* [WHAT YOU WILL DO]
1. Answer these questions from the town center passage:
(a) How many developers did Blaydes cycle through before securing Prescott?
(b) How many acres does the land cover?
(c) What was the total public sector investment as of 2011?
2. Duplicate the stretch of the town center passage from "Former Dallas City" through "a rousing speech.", word for word.

* [SUPPLIED PASSAGE]

↓↓↓

Former Dallas City Councilman Bill Blaydes, who spent much of his term courting potential Lake Highlands Town Center developers, took the podium to deliver a rousing speech.

“Because of what we celebrate today, Lake Highlands will not become stagnant for our children,” he proclaimed.

Attendees responded with a standing ovation.

That same day, representatives from Prescott Realty, the development company promising to tackle the $300 million Lake Highlands Town Center project, told Advocate reporters they were “right on schedule” with the anticipated 2010 completion date. Blaydes had cycled through six developers before securing Prescott, and Prescott president Vance Detwiler joked that seven is his lucky number. “I just hope it won’t take us seven years to finish it.”

OK, developers are an optimistic lot by nature, but it’s been seven years since that heralded groundbreaking. It’s been 10 since a Tax Increment Financing district (TIF) was established along the Skillman Corridor to set the fiscal stage for the town center, five years since DART built its town center rail station, and one since a grocery store anchor unofficially agreed to lease a space at the town center. The land, aside of a single multifamily residential building, remains a 70-acre prairie.

Its fallow appearance belies all that has happened behind the scenes in recent years.

Our new city councilman campaigned on pledges to promote town center progress; the center is under the new management of Cypress Real Estate Advisors; the Skillman Corridor TIF — which potentially could funnel millions of dollars into the project — enjoys new, motivated board members.

But a stalemate has formed between new town center head honcho Cypress Real Estate, which wants to deviate from Prescott’s original vision, and city designers, who are pushing for Cypress to stay true to the initial concept.

By the numbers

$3.4 million
for streets, bridgework and thoroughfare assistance (Dallas County)

$5.2 million
for transit, pedestrian and bicycle connectivity and thoroughfare work
(North Texas Council of Governments)

$4.7 million
Infrastructure improvements, (City of Dallas 2006 Bond election)

$10 million
DART station and rail

$23.3 million
total public sector investment as of 2011

This recent activity indicates the project is at a tipping point and that, for better or worse, neighbors of the development could soon see some bona fide construction. Or not.

In recent months, neighbors, developers and stakeholders have been asking some core questions: Does the original vision still stand as the best solution? Will taxpayers who have contributed millions of dollars by way of the City of Dallas, Dallas County, North Texas Council of Governments, DART and TIF funds settle for something different from the original dream for Lake Highlands Town Center? And, what realistic design can succeed on this site?

↑↑↑

* [PROVIDED INFORMATION]

↓↓↓

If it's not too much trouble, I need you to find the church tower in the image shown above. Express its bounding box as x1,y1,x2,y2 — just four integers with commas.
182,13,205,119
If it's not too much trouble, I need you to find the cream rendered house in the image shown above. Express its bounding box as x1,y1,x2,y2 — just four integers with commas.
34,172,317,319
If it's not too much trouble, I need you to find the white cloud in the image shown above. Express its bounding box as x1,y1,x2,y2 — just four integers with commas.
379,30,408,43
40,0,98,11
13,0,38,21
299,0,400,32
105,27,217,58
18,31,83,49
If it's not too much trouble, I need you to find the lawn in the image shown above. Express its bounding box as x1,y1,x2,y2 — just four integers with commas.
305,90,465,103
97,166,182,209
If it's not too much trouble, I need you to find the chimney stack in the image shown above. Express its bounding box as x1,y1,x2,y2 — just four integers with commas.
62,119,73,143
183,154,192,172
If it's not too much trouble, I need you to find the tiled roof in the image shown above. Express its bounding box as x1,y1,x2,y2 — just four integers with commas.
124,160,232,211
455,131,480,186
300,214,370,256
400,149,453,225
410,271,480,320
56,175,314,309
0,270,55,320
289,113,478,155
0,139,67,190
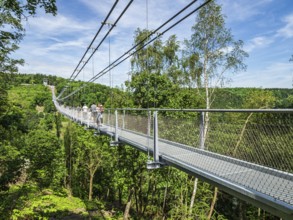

↑↑↑

* [LIST OF SOLUTIONS]
1.
(a) Six.
(b) 70 acres.
(c) $23.3 million.

2.
Former Dallas City Councilman Bill Blaydes, who spent much of his term courting potential Lake Highlands Town Center developers, took the podium to deliver a rousing speech.